- _Requisitos de la tarea_
Copia literalmente, del texto sobre la inundación de Bahía Blanca que figura más abajo, todo lo que va desde "En estos días" hasta "una muerte segura.".

- _Texto del documento_
+===+

Hemos visto con pavor una versión de ese relato durante la inundación de Bahía Blanca. Un joven narra a las cámaras su intento por salvar a su abuela, a la que lleva en brazos, y la corriente los arrastra. Él atina a sujetarse de una rama de un árbol y ella se hunde en las aguas. “Vi su cara y no pude hacer nada, me quedé ahí, no sé cuánto me quedé, cada vez que me acuesto veo su cara, no pude hacer nada”, alcanza a balbucear entre sollozos. ¿Cómo se piensa esa escena? ¿Cómo se redime lo irreparable de los actos fatales acosados por la impotencia y el remordimiento que llamamos destino?

En estos días asistimos a imágenes desoladoras y escuchado o leído relatos angustiosos de las víctimas donde al llanto y el abatimiento se fueron superponiendo situaciones en las que la solidaridad, no exenta de gestos heroicos e incluso trágicos, inspira y potencia el sentido comunitario, fundamento de toda sociedad, a menudo olvidado. Baste mencionar el arrojo de Rubén Omar Zalazar, que falleció tratando de salvar a las niñas Delfina y Pilar Hecker, o el caso de Nelson Zinni, que se ahogó intentando ayudar a los vecinos. O el de las enfermeras que salvaron a los bebés del Hospital Penna y de los bahienses anónimos que sin pensarlo rescataron gente y mascotas de una muerte segura.

+===+

- _Datos proporcionados_
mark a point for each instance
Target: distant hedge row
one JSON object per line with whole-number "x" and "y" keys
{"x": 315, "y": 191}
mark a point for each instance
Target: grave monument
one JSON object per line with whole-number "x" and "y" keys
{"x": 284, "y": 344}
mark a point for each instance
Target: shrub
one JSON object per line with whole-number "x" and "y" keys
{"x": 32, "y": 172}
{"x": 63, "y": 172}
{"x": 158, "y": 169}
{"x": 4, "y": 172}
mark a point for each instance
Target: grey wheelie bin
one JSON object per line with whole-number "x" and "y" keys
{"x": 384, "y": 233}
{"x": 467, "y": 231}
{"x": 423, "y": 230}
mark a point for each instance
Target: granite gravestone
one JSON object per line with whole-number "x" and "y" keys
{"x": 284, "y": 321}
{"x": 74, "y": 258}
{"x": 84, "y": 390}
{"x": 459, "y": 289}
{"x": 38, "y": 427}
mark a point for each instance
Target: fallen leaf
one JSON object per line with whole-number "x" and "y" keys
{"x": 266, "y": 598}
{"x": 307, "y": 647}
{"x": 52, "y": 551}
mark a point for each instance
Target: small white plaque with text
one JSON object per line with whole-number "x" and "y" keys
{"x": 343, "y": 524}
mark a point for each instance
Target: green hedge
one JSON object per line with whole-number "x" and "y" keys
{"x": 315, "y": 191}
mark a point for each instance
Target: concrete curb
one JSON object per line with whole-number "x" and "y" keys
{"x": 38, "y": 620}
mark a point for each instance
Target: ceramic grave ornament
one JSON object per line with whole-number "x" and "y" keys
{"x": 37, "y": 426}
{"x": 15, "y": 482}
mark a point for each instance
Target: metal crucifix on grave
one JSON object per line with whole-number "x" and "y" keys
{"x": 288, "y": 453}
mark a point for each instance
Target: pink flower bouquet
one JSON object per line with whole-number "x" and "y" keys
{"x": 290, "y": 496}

+===+

- _Respuesta escrita_
En estos días asistimos a imágenes desoladoras y escuchado o leído relatos angustiosos de las víctimas donde al llanto y el abatimiento se fueron superponiendo situaciones en las que la solidaridad, no exenta de gestos heroicos e incluso trágicos, inspira y potencia el sentido comunitario, fundamento de toda sociedad, a menudo olvidado. Baste mencionar el arrojo de Rubén Omar Zalazar, que falleció tratando de salvar a las niñas Delfina y Pilar Hecker, o el caso de Nelson Zinni, que se ahogó intentando ayudar a los vecinos. O el de las enfermeras que salvaron a los bebés del Hospital Penna y de los bahienses anónimos que sin pensarlo rescataron gente y mascotas de una muerte segura.